▶ **Exercise prompt**
Retype, without alteration, each line from the line containing "Exercise. Mark the soldier's ear" to the final line of the records.

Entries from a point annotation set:
++++

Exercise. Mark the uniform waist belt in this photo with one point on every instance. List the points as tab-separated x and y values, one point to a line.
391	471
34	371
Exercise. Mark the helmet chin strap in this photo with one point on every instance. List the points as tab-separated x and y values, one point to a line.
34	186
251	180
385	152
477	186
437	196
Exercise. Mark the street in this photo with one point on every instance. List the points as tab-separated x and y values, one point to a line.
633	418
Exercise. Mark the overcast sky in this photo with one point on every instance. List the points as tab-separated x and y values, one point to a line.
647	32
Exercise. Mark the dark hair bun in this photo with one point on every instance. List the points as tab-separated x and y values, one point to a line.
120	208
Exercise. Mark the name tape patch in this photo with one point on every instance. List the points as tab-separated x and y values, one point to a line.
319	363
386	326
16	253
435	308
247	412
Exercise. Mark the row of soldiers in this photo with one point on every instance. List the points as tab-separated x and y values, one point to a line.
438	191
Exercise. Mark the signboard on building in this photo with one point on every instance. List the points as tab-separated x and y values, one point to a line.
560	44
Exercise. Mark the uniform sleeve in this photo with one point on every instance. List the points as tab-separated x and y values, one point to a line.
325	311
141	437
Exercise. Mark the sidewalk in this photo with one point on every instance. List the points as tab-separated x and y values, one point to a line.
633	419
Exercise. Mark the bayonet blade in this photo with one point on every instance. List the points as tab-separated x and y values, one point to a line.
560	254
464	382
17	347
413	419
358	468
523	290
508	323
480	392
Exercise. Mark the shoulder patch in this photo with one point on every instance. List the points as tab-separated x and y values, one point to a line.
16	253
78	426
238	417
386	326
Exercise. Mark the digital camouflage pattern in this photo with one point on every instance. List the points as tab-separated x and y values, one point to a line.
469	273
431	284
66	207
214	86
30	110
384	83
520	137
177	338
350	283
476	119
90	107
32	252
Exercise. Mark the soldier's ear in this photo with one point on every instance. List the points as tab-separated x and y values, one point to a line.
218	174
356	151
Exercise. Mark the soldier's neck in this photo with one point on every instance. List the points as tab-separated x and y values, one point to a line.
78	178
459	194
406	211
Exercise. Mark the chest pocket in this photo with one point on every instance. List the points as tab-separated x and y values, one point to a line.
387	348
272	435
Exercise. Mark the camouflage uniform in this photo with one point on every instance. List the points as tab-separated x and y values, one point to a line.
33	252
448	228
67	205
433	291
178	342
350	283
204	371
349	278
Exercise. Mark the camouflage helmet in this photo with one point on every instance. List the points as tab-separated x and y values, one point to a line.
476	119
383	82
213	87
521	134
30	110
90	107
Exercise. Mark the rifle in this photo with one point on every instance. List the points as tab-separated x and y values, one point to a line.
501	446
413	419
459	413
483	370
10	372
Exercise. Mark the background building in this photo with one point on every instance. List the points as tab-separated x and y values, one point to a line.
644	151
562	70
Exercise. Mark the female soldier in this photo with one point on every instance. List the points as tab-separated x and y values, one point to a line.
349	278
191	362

++++

▶ **Worked answer**
Exercise. Mark the soldier's ear in this photo with one point on every instance. List the points as tab-separated x and y values, one point to a line.
218	174
356	151
Exercise. Mark the soldier's neck in this photo with one point on every instance. List the points as tab-separated x and y values, one point to a line.
78	178
459	194
406	211
Exercise. Mark the chest pocket in this photo with one point on every instance. List the points as tab-separated x and y values, one point to a line.
387	348
272	435
Exercise. Mark the camouflage uniform in this photo with one point on every instance. List the points as tab-separated x and y values, one point to a line.
33	252
448	228
67	205
433	291
178	342
350	283
204	371
349	278
Exercise. Mark the camouflage helmet in this photo with one point on every instance. List the points as tab-separated x and y values, one point to a line.
476	119
383	82
213	87
521	134
30	110
90	107
Exercise. Mark the rifle in this photo with one point on every instance. List the points as tab-separated x and y values, one point to a line.
501	446
413	419
459	413
483	370
10	372
Exercise. Mark the background building in this photo with one point on every instance. List the points as tab-separated x and y values, one point to a line.
644	151
562	70
Exercise. Mark the female soldier in this photo with one point on every instance. List the points as tab-separated x and y values, one point to a line.
349	278
191	362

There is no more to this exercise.